Wenn er aber sinnvoll will, eher was in der 700Watt region.


----------



## thom_cat (3. August 2012)

ich111 schrieb:


> Das AX und das Seasonic X würde ich in dem Leistungsbereich nicht kaufen, weil es Singlerails sind und OCP erst auslöst wenn die 12V Leistung einer Schiene überschritten wird, es aber bereits ab ca. 40A zu Kabelbränden etc kommen kann


 
zumindest im falle der x-serie ist das nicht korrekt.
es handelt sich da nicht um das klassische single rail design.
man führt dort eine leitung heraus, die intern aber anders geschaltet wird.


----------



## eagle*23* (3. August 2012)

Find die Enermax auch am besten


----------



## MATRIX KILLER (3. August 2012)

Solange der TE seine Konfiguration nicht nennt,finde ich hat es keinen sinn hier vorschläge zu machen.


----------



## Hübie (3. August 2012)

Na wahrscheinlich hat er seine Konfig noch nicht da stehen sondern im Kopf/auf dem Papier 

Ich verweise mal freundlich auf das durch aus gute SuperFlower Golden Green Modular mit 1300 Watt. Review. Die 12 Volt-Schienen haben eine gemeinsame (Strom-)Schutzschaltung. Es ist leise und hat gute Wirkungsgrade sowie stabile Spannungen.

Fazit:



> Overall, this power supply performed very well. If you're only doing three way SLI or Crossfire as opposed to four-way or putting in a fourth card for dedicated Physx, this power supply is perfect. That is, if you can find it in your country and it's competitively priced. The Golden Green 1300W proved to be a solid performer and seems to have what it takes to last a long time (Japanese primary capacitors, sold polymer caps on the secondary and a dual ball bearing fan).



Ansonsten schließe ich mich bzgl. Enermax Platimax und Seasonic X-Series an. Die kosten halt nur dementsprechend mehr


----------



## ich111 (3. August 2012)

Bei der Leistung kein Singlerail nehmen. 108A und darunter löst keine Schutzschaltung aus und bereits mit 40A können Kabelbrände auftreten und da macht keine Schutzschaltung irgendwas.

Auf jeden Fall ein Multirail


----------



## nikk o. laus (3. August 2012)

> _Datenauszug_
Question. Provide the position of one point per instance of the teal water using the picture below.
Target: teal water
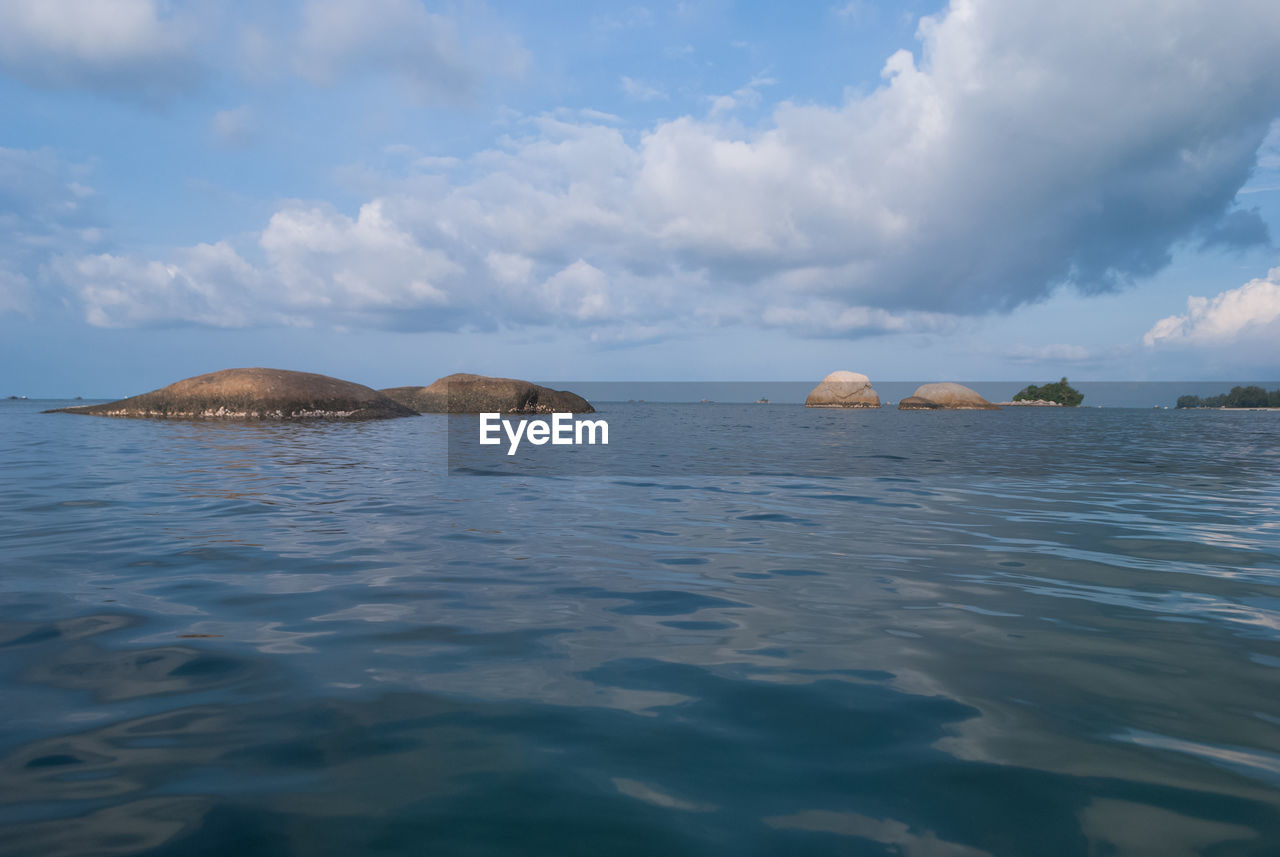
(1001, 633)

> _Aufgaben_
1. Gib aus der Netzteil-Diskussion alles von „Ansonsten schließe ich“ bis hinunter zu „keine Schutzschaltung irgendwas.“ wortgetreu aus.
2. Ab welcher Stromstärke kann es laut ich111 in der Netzteil-Diskussion bereits zu Kabelbränden kommen?

> _Lösungen je Aufgabe_
1.
Ansonsten schließe ich mich bzgl. Enermax Platimax und Seasonic X-Series an. Die kosten halt nur dementsprechend mehr


----------



## ich111 (3. August 2012)

Bei der Leistung kein Singlerail nehmen. 108A und darunter löst keine Schutzschaltung aus und bereits mit 40A können Kabelbrände auftreten und da macht keine Schutzschaltung irgendwas.

2. Bereits ab etwa 40 A.